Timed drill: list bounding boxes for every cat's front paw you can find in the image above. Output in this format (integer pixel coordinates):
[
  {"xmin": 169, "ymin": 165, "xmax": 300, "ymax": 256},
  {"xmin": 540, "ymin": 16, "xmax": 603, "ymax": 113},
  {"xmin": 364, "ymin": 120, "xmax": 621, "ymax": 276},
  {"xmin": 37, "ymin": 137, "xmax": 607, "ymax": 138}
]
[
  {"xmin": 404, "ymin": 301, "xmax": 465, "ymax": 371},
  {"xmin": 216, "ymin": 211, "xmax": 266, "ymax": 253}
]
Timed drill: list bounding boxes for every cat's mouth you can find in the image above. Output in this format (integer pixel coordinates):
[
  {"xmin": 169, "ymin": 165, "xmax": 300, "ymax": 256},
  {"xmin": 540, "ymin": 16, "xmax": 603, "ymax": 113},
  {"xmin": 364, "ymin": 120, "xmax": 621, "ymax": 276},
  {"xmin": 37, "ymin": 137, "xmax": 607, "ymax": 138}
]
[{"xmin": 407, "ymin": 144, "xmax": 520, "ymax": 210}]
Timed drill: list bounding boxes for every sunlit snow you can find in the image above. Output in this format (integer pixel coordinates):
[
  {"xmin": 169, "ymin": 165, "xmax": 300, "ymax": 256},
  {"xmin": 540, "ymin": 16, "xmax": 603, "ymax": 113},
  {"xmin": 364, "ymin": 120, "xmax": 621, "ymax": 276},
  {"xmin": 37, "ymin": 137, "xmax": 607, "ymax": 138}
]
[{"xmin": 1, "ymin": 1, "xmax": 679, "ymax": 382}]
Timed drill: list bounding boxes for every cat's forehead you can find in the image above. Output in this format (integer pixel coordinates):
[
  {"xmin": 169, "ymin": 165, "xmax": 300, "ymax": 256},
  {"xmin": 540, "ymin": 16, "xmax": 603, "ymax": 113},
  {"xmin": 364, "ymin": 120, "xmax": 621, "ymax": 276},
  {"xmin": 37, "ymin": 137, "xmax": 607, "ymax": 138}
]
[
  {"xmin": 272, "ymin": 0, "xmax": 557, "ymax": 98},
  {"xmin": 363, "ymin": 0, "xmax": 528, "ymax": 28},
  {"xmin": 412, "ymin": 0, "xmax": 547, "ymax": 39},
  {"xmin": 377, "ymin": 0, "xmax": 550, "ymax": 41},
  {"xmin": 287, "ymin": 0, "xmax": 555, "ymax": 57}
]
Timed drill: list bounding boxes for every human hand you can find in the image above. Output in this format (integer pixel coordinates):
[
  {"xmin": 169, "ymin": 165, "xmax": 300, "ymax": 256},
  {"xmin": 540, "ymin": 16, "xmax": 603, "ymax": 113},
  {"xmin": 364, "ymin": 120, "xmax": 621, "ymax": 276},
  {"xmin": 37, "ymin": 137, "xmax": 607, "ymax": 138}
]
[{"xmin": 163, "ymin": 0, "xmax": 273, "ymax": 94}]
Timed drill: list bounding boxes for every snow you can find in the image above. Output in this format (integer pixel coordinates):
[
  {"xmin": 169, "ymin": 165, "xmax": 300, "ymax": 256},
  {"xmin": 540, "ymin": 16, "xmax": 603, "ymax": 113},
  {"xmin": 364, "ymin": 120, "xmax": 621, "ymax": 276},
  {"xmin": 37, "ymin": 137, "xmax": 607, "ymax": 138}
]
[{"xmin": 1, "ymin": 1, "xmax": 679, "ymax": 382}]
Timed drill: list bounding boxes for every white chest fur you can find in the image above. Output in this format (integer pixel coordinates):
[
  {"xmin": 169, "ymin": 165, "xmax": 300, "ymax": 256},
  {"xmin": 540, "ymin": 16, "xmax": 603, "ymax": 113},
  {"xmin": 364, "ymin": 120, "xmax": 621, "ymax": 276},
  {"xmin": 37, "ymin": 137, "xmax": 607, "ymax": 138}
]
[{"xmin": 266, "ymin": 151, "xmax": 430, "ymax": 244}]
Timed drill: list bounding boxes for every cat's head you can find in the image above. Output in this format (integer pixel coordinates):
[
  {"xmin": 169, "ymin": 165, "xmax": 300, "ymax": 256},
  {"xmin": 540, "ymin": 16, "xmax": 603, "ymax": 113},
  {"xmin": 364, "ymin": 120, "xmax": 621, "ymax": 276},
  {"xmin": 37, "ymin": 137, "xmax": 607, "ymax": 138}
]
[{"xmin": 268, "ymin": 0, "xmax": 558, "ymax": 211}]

▶ _Problem requirements_
All lines of the material that contain the string "coordinates" are to be copied.

▶ _Solution for this problem_
Timed drill: list bounding boxes for every cat's front paw you can find in the image above. Output in this format (integer pixel coordinates):
Timed drill: list bounding boxes for every cat's mouth you can find in the image above. Output in this format (integer pixel coordinates):
Timed drill: list bounding boxes for every sunlit snow you can find in the image above. Output in this format (integer pixel coordinates):
Timed drill: list bounding boxes for every cat's forehead you can find in the image above. Output in this format (integer pixel coordinates):
Timed drill: list bounding boxes for every human hand you can find in the image above. Output in this format (integer pixel coordinates):
Timed drill: list bounding boxes for every snow you can find in the image above. Output in this format (integer pixel coordinates):
Timed drill: list bounding boxes for every white chest fur you can find in the image above. Output in this format (integer pixel coordinates):
Timed drill: list bounding boxes for every cat's head you can find in the image above. Output in this format (integer pixel coordinates):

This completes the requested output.